• **Problem description**: Please repeat the rows below word for word, beginning at the very first line and stopping after the line that contains "M191 189L206 188L208".

Raw records:
--------
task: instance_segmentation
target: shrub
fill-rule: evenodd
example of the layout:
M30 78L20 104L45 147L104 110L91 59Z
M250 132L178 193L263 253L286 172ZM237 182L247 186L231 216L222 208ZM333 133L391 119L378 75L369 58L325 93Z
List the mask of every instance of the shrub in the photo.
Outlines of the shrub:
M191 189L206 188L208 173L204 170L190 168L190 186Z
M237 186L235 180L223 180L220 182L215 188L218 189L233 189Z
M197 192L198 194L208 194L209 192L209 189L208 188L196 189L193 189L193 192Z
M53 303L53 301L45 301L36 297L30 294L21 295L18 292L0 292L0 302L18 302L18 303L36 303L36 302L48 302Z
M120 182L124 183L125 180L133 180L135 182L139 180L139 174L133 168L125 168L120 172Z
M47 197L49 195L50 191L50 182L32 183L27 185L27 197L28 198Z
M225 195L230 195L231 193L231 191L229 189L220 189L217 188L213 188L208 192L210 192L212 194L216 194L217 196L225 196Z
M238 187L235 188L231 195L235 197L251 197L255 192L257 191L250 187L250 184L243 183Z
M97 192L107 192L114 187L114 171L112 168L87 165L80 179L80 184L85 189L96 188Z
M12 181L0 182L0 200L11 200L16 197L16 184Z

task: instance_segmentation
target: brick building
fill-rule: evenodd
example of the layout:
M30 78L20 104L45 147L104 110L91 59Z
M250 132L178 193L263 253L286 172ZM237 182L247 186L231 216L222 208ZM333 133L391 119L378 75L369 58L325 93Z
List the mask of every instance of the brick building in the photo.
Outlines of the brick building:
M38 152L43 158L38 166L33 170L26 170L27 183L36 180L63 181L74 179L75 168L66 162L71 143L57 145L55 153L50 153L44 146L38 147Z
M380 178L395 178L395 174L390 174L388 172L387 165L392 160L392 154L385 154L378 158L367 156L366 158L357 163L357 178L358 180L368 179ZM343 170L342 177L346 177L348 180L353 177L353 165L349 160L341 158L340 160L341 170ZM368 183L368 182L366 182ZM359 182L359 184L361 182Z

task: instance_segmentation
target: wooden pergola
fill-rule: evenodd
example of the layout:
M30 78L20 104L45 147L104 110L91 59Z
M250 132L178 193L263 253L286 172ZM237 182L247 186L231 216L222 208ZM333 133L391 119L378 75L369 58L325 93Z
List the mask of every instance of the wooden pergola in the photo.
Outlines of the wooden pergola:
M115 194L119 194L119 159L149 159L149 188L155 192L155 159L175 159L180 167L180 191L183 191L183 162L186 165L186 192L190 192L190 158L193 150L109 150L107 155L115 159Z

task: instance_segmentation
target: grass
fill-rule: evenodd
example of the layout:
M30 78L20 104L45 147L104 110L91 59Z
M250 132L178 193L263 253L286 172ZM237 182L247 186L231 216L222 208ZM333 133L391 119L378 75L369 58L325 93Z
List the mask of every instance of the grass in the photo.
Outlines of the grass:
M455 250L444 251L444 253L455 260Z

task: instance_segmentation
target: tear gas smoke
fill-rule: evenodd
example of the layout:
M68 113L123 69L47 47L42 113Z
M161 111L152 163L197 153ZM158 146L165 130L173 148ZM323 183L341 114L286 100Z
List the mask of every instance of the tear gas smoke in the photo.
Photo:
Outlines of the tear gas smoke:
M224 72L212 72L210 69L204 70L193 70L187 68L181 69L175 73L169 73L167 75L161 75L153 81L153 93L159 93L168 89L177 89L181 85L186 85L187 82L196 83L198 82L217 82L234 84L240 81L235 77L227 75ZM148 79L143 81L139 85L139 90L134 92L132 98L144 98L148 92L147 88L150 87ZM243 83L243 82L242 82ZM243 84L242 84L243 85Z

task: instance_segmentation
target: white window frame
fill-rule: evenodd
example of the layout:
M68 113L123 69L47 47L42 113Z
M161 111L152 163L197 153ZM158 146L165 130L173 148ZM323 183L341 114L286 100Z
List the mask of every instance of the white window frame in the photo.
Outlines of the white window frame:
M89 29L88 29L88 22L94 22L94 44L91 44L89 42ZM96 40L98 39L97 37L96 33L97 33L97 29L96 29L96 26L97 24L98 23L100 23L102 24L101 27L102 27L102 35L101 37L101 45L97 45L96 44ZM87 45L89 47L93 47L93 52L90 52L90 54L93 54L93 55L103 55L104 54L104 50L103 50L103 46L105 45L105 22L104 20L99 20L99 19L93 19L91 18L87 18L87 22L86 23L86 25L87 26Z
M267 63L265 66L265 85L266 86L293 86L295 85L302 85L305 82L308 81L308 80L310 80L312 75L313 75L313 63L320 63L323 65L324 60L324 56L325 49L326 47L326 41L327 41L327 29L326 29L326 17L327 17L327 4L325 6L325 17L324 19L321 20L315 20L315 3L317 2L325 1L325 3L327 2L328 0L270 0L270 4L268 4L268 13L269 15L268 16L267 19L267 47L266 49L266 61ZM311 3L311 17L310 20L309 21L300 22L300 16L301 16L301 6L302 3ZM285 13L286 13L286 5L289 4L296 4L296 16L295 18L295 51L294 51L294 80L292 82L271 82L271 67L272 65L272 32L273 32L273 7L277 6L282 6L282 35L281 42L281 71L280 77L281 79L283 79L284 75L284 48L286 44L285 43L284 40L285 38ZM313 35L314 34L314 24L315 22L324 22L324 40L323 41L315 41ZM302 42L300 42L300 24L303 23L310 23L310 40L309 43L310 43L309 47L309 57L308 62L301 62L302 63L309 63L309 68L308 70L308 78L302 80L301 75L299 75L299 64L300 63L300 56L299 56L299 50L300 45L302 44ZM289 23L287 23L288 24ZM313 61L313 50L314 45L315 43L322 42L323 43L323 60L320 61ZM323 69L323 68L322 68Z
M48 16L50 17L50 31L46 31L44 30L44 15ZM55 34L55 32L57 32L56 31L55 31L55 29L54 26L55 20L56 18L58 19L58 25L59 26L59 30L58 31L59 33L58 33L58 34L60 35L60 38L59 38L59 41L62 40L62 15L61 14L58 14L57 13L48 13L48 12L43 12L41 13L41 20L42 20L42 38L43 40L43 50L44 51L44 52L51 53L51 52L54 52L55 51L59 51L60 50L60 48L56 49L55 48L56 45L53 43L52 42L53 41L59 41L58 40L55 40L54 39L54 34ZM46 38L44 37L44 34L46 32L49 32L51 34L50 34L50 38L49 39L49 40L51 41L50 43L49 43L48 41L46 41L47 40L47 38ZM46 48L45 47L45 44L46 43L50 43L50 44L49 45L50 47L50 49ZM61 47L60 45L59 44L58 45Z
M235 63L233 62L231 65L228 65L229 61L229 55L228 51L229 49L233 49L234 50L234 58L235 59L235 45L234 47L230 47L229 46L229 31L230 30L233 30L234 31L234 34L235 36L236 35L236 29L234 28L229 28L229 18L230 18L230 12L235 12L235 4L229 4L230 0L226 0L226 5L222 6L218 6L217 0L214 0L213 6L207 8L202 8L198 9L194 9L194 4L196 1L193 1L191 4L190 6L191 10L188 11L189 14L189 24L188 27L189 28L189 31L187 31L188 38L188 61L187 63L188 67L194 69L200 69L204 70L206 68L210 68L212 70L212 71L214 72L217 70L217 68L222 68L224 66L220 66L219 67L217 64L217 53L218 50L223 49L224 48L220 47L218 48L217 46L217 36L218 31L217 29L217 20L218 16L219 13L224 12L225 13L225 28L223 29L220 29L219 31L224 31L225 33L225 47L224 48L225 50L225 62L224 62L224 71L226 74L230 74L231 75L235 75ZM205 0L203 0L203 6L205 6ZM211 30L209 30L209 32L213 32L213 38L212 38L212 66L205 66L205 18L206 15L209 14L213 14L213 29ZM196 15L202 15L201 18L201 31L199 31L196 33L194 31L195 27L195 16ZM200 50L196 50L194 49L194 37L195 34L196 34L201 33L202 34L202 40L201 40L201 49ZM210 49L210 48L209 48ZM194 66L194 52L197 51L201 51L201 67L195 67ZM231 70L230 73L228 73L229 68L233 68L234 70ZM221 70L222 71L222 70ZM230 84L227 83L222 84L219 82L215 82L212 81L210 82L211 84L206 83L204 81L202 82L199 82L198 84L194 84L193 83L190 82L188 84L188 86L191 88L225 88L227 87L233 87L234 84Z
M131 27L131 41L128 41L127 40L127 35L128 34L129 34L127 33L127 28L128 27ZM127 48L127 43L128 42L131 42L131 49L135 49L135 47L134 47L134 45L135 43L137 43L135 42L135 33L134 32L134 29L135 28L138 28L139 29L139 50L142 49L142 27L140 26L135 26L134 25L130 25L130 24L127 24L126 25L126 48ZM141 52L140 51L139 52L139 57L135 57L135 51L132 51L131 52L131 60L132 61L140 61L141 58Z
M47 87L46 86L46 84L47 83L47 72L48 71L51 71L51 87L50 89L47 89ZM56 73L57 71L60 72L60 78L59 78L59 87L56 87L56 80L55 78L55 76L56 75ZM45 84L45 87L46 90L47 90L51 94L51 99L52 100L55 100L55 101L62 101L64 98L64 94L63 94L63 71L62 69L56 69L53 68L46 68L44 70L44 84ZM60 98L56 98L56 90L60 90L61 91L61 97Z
--------
• **Solved problem**:
task: instance_segmentation
target: shrub
fill-rule: evenodd
example of the layout:
M30 78L20 104L45 147L104 110L91 59Z
M250 132L178 193L263 253L286 172ZM237 182L247 186L231 216L222 208ZM333 133L391 119L378 75L369 58L325 93Z
List the mask of every instance of the shrub in the photo.
Outlines of the shrub:
M191 189L206 188L208 173L204 170L190 168L190 186Z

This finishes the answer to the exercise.